Source data:
◆ ◆ ◆ ◆

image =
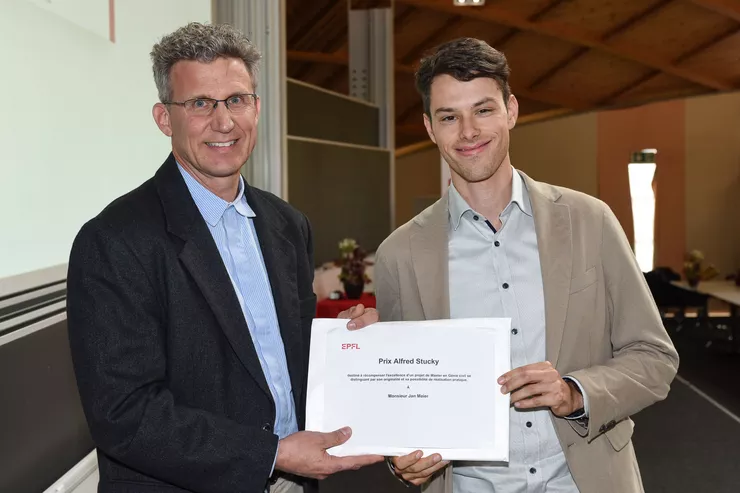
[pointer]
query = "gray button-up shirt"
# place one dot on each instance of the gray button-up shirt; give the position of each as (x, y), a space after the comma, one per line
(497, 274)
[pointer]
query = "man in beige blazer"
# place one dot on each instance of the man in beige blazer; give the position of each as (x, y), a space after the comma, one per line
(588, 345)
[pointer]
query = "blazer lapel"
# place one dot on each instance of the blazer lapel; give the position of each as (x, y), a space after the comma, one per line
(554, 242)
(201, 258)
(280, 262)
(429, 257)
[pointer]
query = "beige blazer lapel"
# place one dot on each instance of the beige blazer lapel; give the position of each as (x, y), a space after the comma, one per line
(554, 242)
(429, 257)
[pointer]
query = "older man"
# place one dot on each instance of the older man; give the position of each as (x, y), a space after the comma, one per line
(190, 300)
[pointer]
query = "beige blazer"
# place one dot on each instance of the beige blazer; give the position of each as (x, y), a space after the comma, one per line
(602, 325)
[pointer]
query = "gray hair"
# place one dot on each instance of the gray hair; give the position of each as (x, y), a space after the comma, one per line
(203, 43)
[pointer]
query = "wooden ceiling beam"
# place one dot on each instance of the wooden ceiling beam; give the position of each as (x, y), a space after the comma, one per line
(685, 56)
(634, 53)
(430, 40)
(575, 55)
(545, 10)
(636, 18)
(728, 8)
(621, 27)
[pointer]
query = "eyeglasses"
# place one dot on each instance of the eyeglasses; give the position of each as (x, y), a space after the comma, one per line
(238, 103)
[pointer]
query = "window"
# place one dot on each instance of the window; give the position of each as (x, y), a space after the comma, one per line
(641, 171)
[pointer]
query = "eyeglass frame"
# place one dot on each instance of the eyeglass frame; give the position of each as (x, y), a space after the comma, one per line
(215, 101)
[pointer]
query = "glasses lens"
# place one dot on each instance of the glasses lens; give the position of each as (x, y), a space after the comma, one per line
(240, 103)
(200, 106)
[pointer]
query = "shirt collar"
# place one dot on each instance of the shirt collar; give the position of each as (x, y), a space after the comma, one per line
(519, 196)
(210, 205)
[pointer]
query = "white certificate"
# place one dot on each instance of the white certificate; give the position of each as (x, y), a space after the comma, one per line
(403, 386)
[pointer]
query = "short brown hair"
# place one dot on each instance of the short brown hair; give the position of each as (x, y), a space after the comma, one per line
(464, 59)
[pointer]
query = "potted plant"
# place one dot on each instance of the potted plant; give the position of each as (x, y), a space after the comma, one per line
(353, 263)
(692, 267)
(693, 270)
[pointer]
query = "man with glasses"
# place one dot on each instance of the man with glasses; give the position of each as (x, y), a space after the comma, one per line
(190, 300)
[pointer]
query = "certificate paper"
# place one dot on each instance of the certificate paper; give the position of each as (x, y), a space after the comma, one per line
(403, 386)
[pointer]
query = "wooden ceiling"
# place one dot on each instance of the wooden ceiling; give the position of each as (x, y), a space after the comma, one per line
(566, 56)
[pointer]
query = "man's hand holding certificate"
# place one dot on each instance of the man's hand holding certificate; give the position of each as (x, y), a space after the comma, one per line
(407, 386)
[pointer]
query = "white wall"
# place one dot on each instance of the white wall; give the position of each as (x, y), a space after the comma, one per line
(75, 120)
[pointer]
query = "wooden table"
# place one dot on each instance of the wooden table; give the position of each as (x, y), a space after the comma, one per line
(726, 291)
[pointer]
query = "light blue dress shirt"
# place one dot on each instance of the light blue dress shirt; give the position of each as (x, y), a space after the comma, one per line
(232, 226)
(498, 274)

◆ ◆ ◆ ◆

> **Exercise brief**: All of the data above is to be repeated exactly, with the pictures left out.

> **Output of the exercise**:
image =
[pointer]
query = "gray button-up shirt"
# place one dot on each instance of the gray button-up shirt; give the position of each as (x, y), a space after the comma, one per line
(497, 274)
[pointer]
query = "man in beige blazer"
# place one dot on each instance of the man in beige blazer; give the position of each as (x, y), a space after the comma, one per line
(588, 345)
[pointer]
query = "blazer lapel"
# place one dot on each instance of the blazer lapel; give the position of each as (x, y), a space after the comma, one per line
(554, 242)
(201, 258)
(280, 262)
(429, 257)
[pointer]
query = "beige blazer lapel"
# place one dot on each instance of the beige blazer lapel; give the position of each as (x, y), a space after the comma, one per line
(554, 242)
(429, 257)
[pointer]
query = "older man"
# place one dot on each instance of the older man; give the position of each as (x, y), a space after the comma, one per line
(190, 300)
[pointer]
query = "beige blazer"
# place one dot on each instance of the beige blazer; give the position of each as (x, y), a space after the comma, one per line
(602, 325)
[pointer]
query = "gray hair"
# place one dot on each instance of the gray hair; give the position of each as (x, y), a space after the comma, one per line
(203, 43)
[pointer]
query = "wooden ceiling beam"
# place one dot on each instance of the wooden ceiling beam; give the position of each as (x, y), a space after the comma, one per line
(685, 56)
(634, 53)
(430, 40)
(575, 55)
(545, 10)
(636, 18)
(728, 8)
(621, 27)
[pointer]
query = "eyeglasses"
# place one dot on each instance of the eyeglasses; give the position of each as (x, y), a space after the comma, one per line
(238, 103)
[pointer]
query = "window"
# place one dot on each instance of the window; give the position of each as (x, y), a space after the comma, one per line
(641, 171)
[pointer]
query = "eyeglass frame"
# place one dot on each instance of the eyeglass frame; give the position of each as (x, y), a space after the comma, one per line
(215, 101)
[pointer]
query = "glasses lens"
# place one dot on each instance of the glasses lens; give the position of each as (x, y), a space after the comma, one per line
(240, 103)
(200, 106)
[pointer]
query = "shirt collar"
# place one dot on each instance of the shirt collar; give the position of each as (x, y), a space after the comma, one per line
(519, 196)
(210, 205)
[pointer]
query = "white certificate"
# place one dot on each instance of the white certificate; give the position of each as (x, y), a space after the comma, one per line
(403, 386)
[pointer]
query = "short brown hair"
# place one dot on each instance of the short brown hair; give the position of each as (x, y), a space after the comma, one per line
(464, 59)
[pointer]
query = "potted plant"
# place one dot on each instance of the potted plant; give the position of each as (x, y), a space after the comma, one per line
(353, 263)
(692, 267)
(693, 270)
[pointer]
query = "man with glasses"
# place one dot on each instance of the man with glasses; give the position of each as (x, y), a space after the comma, one per line
(190, 300)
[pointer]
query = "certificate paper"
# place one dot on each instance of the certificate paper; give the position of each as (x, y), a space after the comma, one per line
(403, 386)
[pointer]
query = "wooden ceiling"
# place one dot on each instance of the wooden ceiling; give the position of each as (x, y), a space after the comma, one per line
(566, 56)
[pointer]
query = "man's hand holding certificate"
# place one dot on each instance of the man's hand holding certificate; give the position of each as (x, y), a space after the comma, one per line
(407, 386)
[pointer]
query = "white wall"
# place one dot on each instance of the white wall; give the position of each as (x, y), a space after the comma, one per line
(75, 120)
[pointer]
query = "wooden table"
# place one dot on each instance of the wooden table; give the position of each as (x, y), a space after the comma, one per line
(726, 291)
[pointer]
query = "light blue dress shirt"
# place one dot on each instance of the light blue dress shirt; give the position of each as (x, y), a space after the comma, one per line
(232, 226)
(498, 274)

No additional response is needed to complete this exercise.